*Anforderung 1*
Geben Sie aus dem Text über Versicherer und die Cloud den Abschnitt wortgetreu aus, beginnend bei „Seit 2006 die“ und endend bei „erste Versicherer Cloud-Services.“.

*Textblock*
--*--
Versicherer stehen der Nutzung der Cloud oft noch kritisch gegenüber. Der Wechsel vom klassischen Rechenzentrum zur Cloud ist jedoch über kurz oder lang absehbar und bietet Versicherern zahlreiche Vorteile. Doch welche datenschutzrechtlichen Herausforderungen müssen Versicherer meistern, um davon zu profitieren?
Seit 2006 die ersten Cloud-Services auf den Markt kamen, hat die Cloud einen regelrechten Siegeszug angetreten. Während neue Unternehmen mit Business-Modellen entstanden, die ohne Cloud-Computing gar nicht denkbar wären, haben auch viele klassische Unternehmen Teile ihrer Applikationen in die Cloud migriert. Finanzdienstleister agieren im Vergleich zu anderen Industriezweigen aber noch zurückhaltend. Jedoch ist ein eindeutiger Trend erkennbar. Mittlerweile nutzen verschiedene Banken und erste Versicherer Cloud-Services.
Über das, was Cloud genau bedeutet, bestehen oft Missverständnisse. Daher sollen hier kurz die definierenden Merkmale von Cloud-Services vorgestellt werden. Erstens stellt die Cloud Infrastruktur und Software als Services zur Verfügung, welche von den Nutzern in einem «Self-Service»-Ansatz bezogen und administriert werden. Zweitens können Cloud-Services in kürzester Zeit (Minuten) hoch- und runter skaliert werden. Man spricht daher von «elastischen» Services. Drittens teilen Cloud-Services einen Pool an Ressourcen in Form von Hardware und Betriebspersonal. Dank dieses sogenannten «Resource Poolings» können starke Skaleneffekte realisiert werden. Viertens kann die Nutzung von Cloud-Services mit detaillierter Auflösung gemessen werden, was über entsprechende Metriken verschiedene Verrechnungsmodelle erlaubt, darunter auch «Pay as you go». Fünftens werden Cloud-Services über das Internet zur Verfügung gestellt und genutzt. Ähnlich wie Strom aus der Steckdose vor vielen Jahren eigene Kraftwerke für Unternehmen überflüssig machte, sind Cloud- Services als «IT-Infrastruktur aus der Steckdose» dabei, den Betrieb eigener Rechenzentren überflüssig zu machen.
--*--
*Angezeigte Informationen*

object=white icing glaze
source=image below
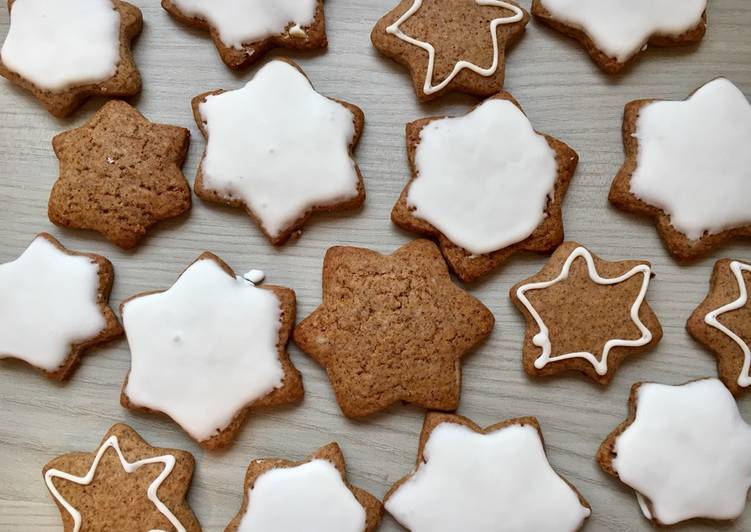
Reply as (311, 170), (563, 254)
(44, 436), (186, 532)
(516, 247), (652, 375)
(123, 259), (284, 441)
(386, 0), (524, 94)
(407, 99), (558, 255)
(542, 0), (707, 63)
(386, 423), (590, 532)
(0, 236), (107, 371)
(172, 0), (318, 49)
(613, 379), (751, 525)
(0, 0), (120, 92)
(238, 459), (366, 532)
(200, 61), (358, 237)
(631, 78), (751, 240)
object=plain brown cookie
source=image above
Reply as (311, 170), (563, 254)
(0, 0), (143, 118)
(48, 100), (191, 249)
(43, 424), (201, 532)
(224, 443), (383, 532)
(294, 240), (495, 418)
(391, 91), (579, 282)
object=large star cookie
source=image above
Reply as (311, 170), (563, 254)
(193, 60), (365, 246)
(0, 0), (143, 117)
(49, 101), (190, 249)
(44, 424), (201, 532)
(294, 240), (495, 417)
(610, 78), (751, 261)
(162, 0), (328, 69)
(225, 443), (383, 532)
(510, 242), (662, 384)
(597, 379), (751, 525)
(0, 233), (123, 380)
(385, 413), (591, 532)
(121, 253), (303, 449)
(391, 92), (579, 282)
(371, 0), (529, 101)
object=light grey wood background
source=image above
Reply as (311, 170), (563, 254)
(0, 0), (751, 532)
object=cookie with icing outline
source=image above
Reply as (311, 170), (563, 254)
(370, 0), (529, 102)
(391, 91), (579, 282)
(0, 0), (143, 118)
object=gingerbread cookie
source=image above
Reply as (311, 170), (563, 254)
(391, 92), (579, 282)
(0, 233), (123, 381)
(294, 240), (495, 417)
(597, 379), (751, 525)
(225, 443), (383, 532)
(0, 0), (143, 117)
(48, 100), (190, 249)
(610, 78), (751, 261)
(510, 242), (662, 384)
(162, 0), (328, 69)
(120, 253), (303, 449)
(370, 0), (529, 102)
(188, 60), (365, 246)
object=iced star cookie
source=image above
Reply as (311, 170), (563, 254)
(370, 0), (529, 102)
(294, 240), (495, 418)
(48, 100), (190, 249)
(43, 424), (201, 532)
(162, 0), (328, 69)
(597, 379), (751, 525)
(0, 233), (123, 381)
(610, 78), (751, 261)
(225, 443), (383, 532)
(384, 412), (591, 532)
(193, 60), (365, 246)
(532, 0), (707, 74)
(510, 242), (662, 384)
(0, 0), (143, 117)
(120, 253), (303, 449)
(391, 92), (579, 282)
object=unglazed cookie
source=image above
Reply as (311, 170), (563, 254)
(391, 92), (579, 282)
(610, 78), (751, 261)
(370, 0), (529, 101)
(193, 60), (365, 246)
(597, 379), (751, 525)
(0, 0), (143, 117)
(120, 253), (303, 449)
(162, 0), (328, 69)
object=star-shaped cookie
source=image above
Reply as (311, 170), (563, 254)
(610, 78), (751, 261)
(0, 0), (143, 117)
(510, 242), (662, 384)
(225, 443), (383, 532)
(48, 101), (191, 249)
(597, 379), (751, 525)
(384, 412), (591, 532)
(193, 60), (365, 246)
(391, 92), (579, 282)
(370, 0), (529, 101)
(294, 240), (495, 417)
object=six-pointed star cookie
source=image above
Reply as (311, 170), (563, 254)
(193, 60), (365, 245)
(371, 0), (529, 101)
(391, 92), (579, 282)
(0, 0), (143, 117)
(597, 379), (751, 525)
(610, 78), (751, 261)
(44, 424), (201, 532)
(121, 253), (303, 449)
(385, 413), (590, 532)
(49, 101), (190, 249)
(294, 240), (495, 417)
(510, 242), (662, 384)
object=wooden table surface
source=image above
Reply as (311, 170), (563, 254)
(0, 0), (751, 532)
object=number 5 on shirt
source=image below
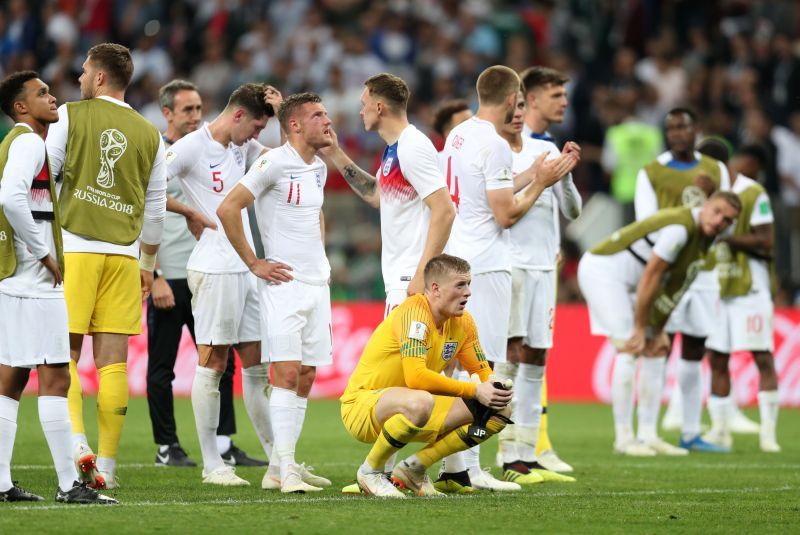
--*--
*Anforderung 2*
Geben Sie die Einträge unverändert wieder, beginnend bei der Zeile mit „object=light grey wood background“ und endend mit der letzten Zeile der Einträge, beide Grenzen eingeschlossen. Lassen Sie die Bilder dabei weg.

*Ausgabe 1*
Seit 2006 die ersten Cloud-Services auf den Markt kamen, hat die Cloud einen regelrechten Siegeszug angetreten. Während neue Unternehmen mit Business-Modellen entstanden, die ohne Cloud-Computing gar nicht denkbar wären, haben auch viele klassische Unternehmen Teile ihrer Applikationen in die Cloud migriert. Finanzdienstleister agieren im Vergleich zu anderen Industriezweigen aber noch zurückhaltend. Jedoch ist ein eindeutiger Trend erkennbar. Mittlerweile nutzen verschiedene Banken und erste Versicherer Cloud-Services.

*Ausgabe 2*
object=light grey wood background
source=image above
Reply as (311, 170), (563, 254)
(0, 0), (751, 532)
object=cookie with icing outline
source=image above
Reply as (311, 170), (563, 254)
(370, 0), (529, 102)
(391, 91), (579, 282)
(0, 0), (143, 118)
object=gingerbread cookie
source=image above
Reply as (311, 170), (563, 254)
(391, 92), (579, 282)
(0, 233), (123, 381)
(294, 240), (495, 417)
(597, 379), (751, 525)
(225, 443), (383, 532)
(0, 0), (143, 117)
(48, 100), (190, 249)
(610, 78), (751, 261)
(510, 242), (662, 384)
(162, 0), (328, 69)
(120, 253), (303, 449)
(370, 0), (529, 102)
(188, 60), (365, 246)
object=iced star cookie
source=image above
Reply as (311, 170), (563, 254)
(370, 0), (529, 102)
(294, 240), (495, 418)
(48, 100), (190, 249)
(43, 424), (201, 532)
(162, 0), (328, 69)
(597, 379), (751, 525)
(0, 233), (123, 381)
(610, 78), (751, 261)
(225, 443), (383, 532)
(384, 412), (591, 532)
(193, 60), (365, 246)
(532, 0), (707, 74)
(510, 242), (662, 384)
(0, 0), (143, 117)
(120, 253), (303, 449)
(391, 92), (579, 282)
object=unglazed cookie
source=image above
Reply as (311, 170), (563, 254)
(391, 92), (579, 282)
(610, 78), (751, 261)
(370, 0), (529, 101)
(193, 60), (365, 246)
(597, 379), (751, 525)
(0, 0), (143, 117)
(120, 253), (303, 449)
(162, 0), (328, 69)
object=star-shaped cookie
source=image above
Reply as (311, 170), (563, 254)
(610, 78), (751, 261)
(0, 0), (143, 117)
(510, 242), (662, 384)
(225, 443), (383, 532)
(48, 101), (191, 249)
(597, 379), (751, 525)
(384, 412), (591, 532)
(193, 60), (365, 246)
(391, 92), (579, 282)
(370, 0), (529, 101)
(294, 240), (495, 417)
object=six-pointed star cookie
source=image above
Reply as (311, 170), (563, 254)
(193, 60), (365, 245)
(371, 0), (529, 101)
(391, 92), (579, 282)
(0, 0), (143, 117)
(597, 379), (751, 525)
(610, 78), (751, 261)
(44, 424), (201, 532)
(121, 253), (303, 449)
(385, 413), (590, 532)
(49, 101), (190, 249)
(294, 240), (495, 417)
(510, 242), (662, 384)
object=wooden table surface
source=image above
Reply as (311, 170), (563, 254)
(0, 0), (751, 532)
object=number 5 on shirt
source=image below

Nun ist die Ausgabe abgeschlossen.